--- Available data ---
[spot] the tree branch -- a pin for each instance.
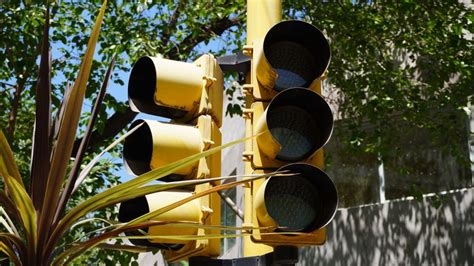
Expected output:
(172, 22)
(216, 28)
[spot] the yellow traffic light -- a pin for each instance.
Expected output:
(191, 95)
(291, 122)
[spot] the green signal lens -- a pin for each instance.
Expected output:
(292, 202)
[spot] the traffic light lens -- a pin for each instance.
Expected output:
(292, 202)
(297, 51)
(137, 149)
(293, 62)
(295, 129)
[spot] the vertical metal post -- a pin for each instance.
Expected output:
(261, 16)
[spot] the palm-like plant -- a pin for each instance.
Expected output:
(35, 222)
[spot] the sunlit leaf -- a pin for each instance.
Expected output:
(66, 137)
(7, 161)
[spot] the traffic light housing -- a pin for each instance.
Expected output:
(191, 95)
(291, 122)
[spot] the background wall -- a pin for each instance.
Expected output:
(400, 232)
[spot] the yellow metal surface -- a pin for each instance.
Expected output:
(174, 142)
(260, 218)
(178, 84)
(213, 84)
(190, 212)
(265, 141)
(261, 16)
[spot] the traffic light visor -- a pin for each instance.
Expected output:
(303, 202)
(164, 87)
(296, 123)
(298, 52)
(155, 144)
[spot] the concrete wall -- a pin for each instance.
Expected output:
(400, 232)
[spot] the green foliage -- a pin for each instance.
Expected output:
(396, 62)
(175, 29)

--- Task to complete ---
Across the records above, show each line containing the word "light".

--- Problem solution ---
[spot] the yellow traffic light -- a pin for each instance.
[spot] the traffic light lens -- a pin for each instance.
[spot] the traffic light housing -- a pin for each instance.
[spot] the traffic light visor -- a pin for each instance.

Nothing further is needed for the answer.